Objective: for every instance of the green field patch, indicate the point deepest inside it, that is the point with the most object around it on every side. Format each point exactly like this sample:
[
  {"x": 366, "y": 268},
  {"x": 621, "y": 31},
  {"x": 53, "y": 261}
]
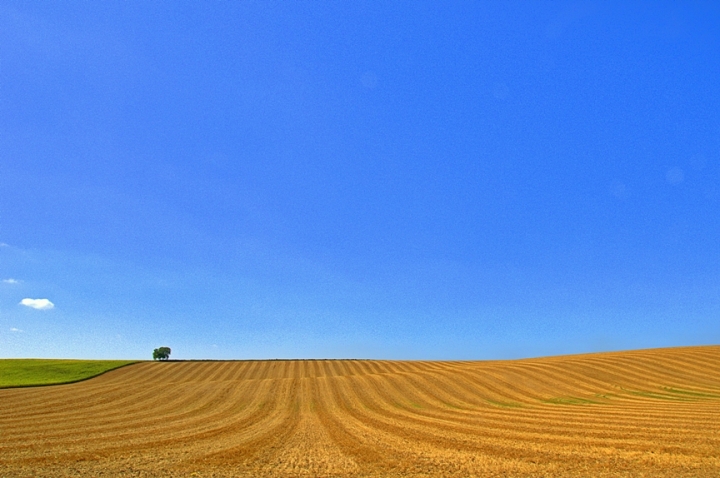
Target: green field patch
[
  {"x": 37, "y": 372},
  {"x": 498, "y": 403},
  {"x": 569, "y": 401}
]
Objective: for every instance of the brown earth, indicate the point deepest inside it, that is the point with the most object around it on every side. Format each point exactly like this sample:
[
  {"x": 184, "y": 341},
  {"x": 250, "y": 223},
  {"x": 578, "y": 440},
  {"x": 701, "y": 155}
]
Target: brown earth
[{"x": 651, "y": 413}]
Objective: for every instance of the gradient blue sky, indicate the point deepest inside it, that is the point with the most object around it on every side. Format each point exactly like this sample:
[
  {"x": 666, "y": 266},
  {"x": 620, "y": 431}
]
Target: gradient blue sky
[{"x": 408, "y": 180}]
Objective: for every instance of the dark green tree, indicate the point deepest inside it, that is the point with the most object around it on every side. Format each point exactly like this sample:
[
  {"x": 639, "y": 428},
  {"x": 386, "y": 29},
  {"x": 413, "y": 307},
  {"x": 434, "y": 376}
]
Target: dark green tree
[{"x": 162, "y": 353}]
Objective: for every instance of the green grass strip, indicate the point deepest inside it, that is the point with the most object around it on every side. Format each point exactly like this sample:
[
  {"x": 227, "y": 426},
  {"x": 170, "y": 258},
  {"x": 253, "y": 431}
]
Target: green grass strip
[{"x": 36, "y": 372}]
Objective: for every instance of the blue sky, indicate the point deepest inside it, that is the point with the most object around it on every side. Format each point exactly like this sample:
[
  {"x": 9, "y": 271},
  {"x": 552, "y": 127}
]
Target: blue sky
[{"x": 406, "y": 180}]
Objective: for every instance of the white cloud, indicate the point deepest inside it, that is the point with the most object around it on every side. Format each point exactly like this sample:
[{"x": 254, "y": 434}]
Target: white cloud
[{"x": 39, "y": 304}]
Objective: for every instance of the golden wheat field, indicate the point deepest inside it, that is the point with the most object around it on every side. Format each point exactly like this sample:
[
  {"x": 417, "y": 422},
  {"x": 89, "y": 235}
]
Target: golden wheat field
[{"x": 640, "y": 413}]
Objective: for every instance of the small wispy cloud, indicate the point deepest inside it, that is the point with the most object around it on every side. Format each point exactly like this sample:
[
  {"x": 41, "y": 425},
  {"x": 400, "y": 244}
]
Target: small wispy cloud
[{"x": 39, "y": 304}]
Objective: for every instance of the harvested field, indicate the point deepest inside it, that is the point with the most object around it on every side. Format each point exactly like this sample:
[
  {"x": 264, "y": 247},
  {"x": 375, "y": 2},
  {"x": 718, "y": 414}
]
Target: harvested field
[{"x": 640, "y": 413}]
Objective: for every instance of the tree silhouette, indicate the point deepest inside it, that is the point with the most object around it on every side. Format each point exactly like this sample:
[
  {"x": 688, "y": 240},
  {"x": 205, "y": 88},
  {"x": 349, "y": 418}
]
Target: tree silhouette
[{"x": 162, "y": 353}]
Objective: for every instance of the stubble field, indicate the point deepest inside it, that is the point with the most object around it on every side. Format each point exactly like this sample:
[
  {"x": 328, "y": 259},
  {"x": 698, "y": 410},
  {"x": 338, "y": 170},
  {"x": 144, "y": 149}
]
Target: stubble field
[{"x": 640, "y": 413}]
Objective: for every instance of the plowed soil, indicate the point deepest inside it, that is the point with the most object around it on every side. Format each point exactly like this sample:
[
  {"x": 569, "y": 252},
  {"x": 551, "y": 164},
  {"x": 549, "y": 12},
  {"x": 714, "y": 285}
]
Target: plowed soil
[{"x": 651, "y": 413}]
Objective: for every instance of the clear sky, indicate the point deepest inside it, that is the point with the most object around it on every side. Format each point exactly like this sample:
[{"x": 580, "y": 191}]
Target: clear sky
[{"x": 405, "y": 180}]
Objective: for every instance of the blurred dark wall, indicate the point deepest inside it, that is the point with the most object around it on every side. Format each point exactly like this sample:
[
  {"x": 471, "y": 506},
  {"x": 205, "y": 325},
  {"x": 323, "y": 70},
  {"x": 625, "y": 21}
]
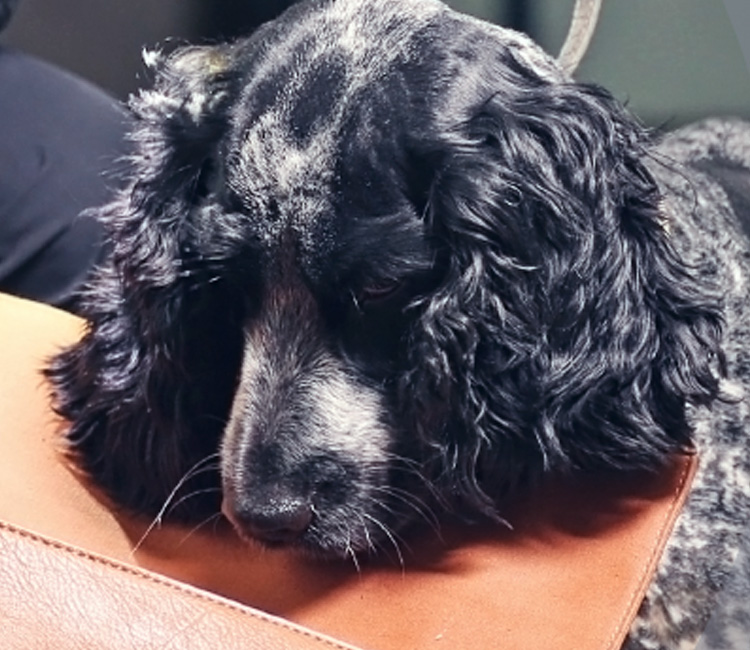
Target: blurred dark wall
[{"x": 673, "y": 60}]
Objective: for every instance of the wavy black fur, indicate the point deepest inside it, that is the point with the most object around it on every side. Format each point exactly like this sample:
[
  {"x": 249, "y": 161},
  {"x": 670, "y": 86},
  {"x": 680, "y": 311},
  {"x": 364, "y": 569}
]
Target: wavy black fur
[{"x": 473, "y": 251}]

========================================================================

• Work to complete: Copy every entry above word for word, leaving out the pictures.

• Result:
Objective: for every instance of the green field patch, indicate the point deepest inside it, that is the point with the most object around it on every side. Format each point exactly like this sample:
[
  {"x": 366, "y": 268},
  {"x": 621, "y": 31},
  {"x": 53, "y": 261}
]
Target: green field patch
[
  {"x": 37, "y": 372},
  {"x": 498, "y": 403},
  {"x": 569, "y": 401}
]
Objective: for every instance of the brown earth, indicate the point deepest inside it, that is the point with the most object around it on every side. Format each point exactly like this sample:
[
  {"x": 184, "y": 341},
  {"x": 250, "y": 223},
  {"x": 578, "y": 440},
  {"x": 701, "y": 155}
]
Target: brown earth
[{"x": 651, "y": 413}]
Objective: for every instance of the gradient blue sky, indicate the point deepest inside it, that is the point with the most object around it on every side. Format each point exactly like this sample:
[
  {"x": 666, "y": 266},
  {"x": 620, "y": 431}
]
Target: gradient blue sky
[{"x": 408, "y": 180}]
Objective: for every instance of the dark green tree, indicate the point deepest inside it, that is the point with the most object around it on every side. Format each point exactly like this sample:
[
  {"x": 639, "y": 428},
  {"x": 386, "y": 29},
  {"x": 413, "y": 307},
  {"x": 434, "y": 376}
]
Target: dark green tree
[{"x": 162, "y": 353}]
Objective: for every instance of the green grass strip, indicate the point deepest inside it, that is the point with the most object around it on every side. Format each point exactly like this sample:
[
  {"x": 227, "y": 426},
  {"x": 170, "y": 258},
  {"x": 253, "y": 431}
]
Target: green grass strip
[{"x": 36, "y": 372}]
Objective: for every instance of the blue sky, indicate the point deepest inside it, that is the point with the most object around it on every side. Format each point exactly like this sample:
[
  {"x": 9, "y": 271},
  {"x": 552, "y": 127}
]
Target: blue sky
[{"x": 406, "y": 180}]
Objective: for every instance of the white cloud, indicate the point deepest inside it, that is the point with the most object around it on every side. Format each point exactly like this sample:
[{"x": 254, "y": 434}]
Target: white cloud
[{"x": 39, "y": 304}]
Objective: for every instance of the golden wheat field, indicate the point deepest inside it, that is the point with the most object around it on every side. Format each point exactly like this sample:
[
  {"x": 417, "y": 422},
  {"x": 89, "y": 235}
]
Target: golden wheat field
[{"x": 640, "y": 413}]
Objective: for every instance of the small wispy cloud, indicate the point deepest inside it, that is the point with the most object around it on every side. Format each point exactly like this sample:
[
  {"x": 41, "y": 425},
  {"x": 400, "y": 244}
]
Target: small wispy cloud
[{"x": 39, "y": 304}]
Objective: for every instance of the harvested field, indicate the point deepest inside it, that is the point with the most object around it on every side. Format each point exactly like this sample:
[
  {"x": 264, "y": 247},
  {"x": 375, "y": 2},
  {"x": 718, "y": 414}
]
Target: harvested field
[{"x": 640, "y": 413}]
Objective: for every instance of the tree silhouette, indicate the point deepest inside it, that is the point with the most object around it on every side. Format each point exactly like this sample:
[
  {"x": 688, "y": 240},
  {"x": 205, "y": 88},
  {"x": 349, "y": 418}
]
Target: tree silhouette
[{"x": 162, "y": 353}]
Objective: for every instance of the stubble field, indicate the point deepest inside it, that is the point with the most object around it on every side. Format each point exactly like this sample:
[
  {"x": 328, "y": 259},
  {"x": 698, "y": 410},
  {"x": 338, "y": 170},
  {"x": 144, "y": 149}
]
Target: stubble field
[{"x": 640, "y": 413}]
Objective: for every instance of the plowed soil, indicate the point deepest inside it, that is the point with the most object around it on every side. Format each point exactly like this sample:
[
  {"x": 569, "y": 252},
  {"x": 551, "y": 164},
  {"x": 549, "y": 12},
  {"x": 714, "y": 285}
]
Target: plowed soil
[{"x": 651, "y": 413}]
Objective: for every instance of the clear sky, indicate the point deepest inside it, that is the point with the most object around it on every side. Format each point exactly like this sample:
[{"x": 580, "y": 191}]
Target: clear sky
[{"x": 405, "y": 180}]
Objective: for every instance of the blurred dark wall, indicate the point deepest inside it, that is the point with the most object around it on every side. Format each point exactly like this sample:
[
  {"x": 471, "y": 506},
  {"x": 205, "y": 325},
  {"x": 323, "y": 70},
  {"x": 625, "y": 21}
]
Target: blurred dark wall
[{"x": 673, "y": 60}]
Objective: for every instance of the wavy black fur, indicate the point deepest inside it, that is the point with the most object around it on every side. Format each point exactly like this sample:
[
  {"x": 249, "y": 161},
  {"x": 670, "y": 86},
  {"x": 680, "y": 311},
  {"x": 364, "y": 569}
]
Target: wavy black fur
[{"x": 473, "y": 251}]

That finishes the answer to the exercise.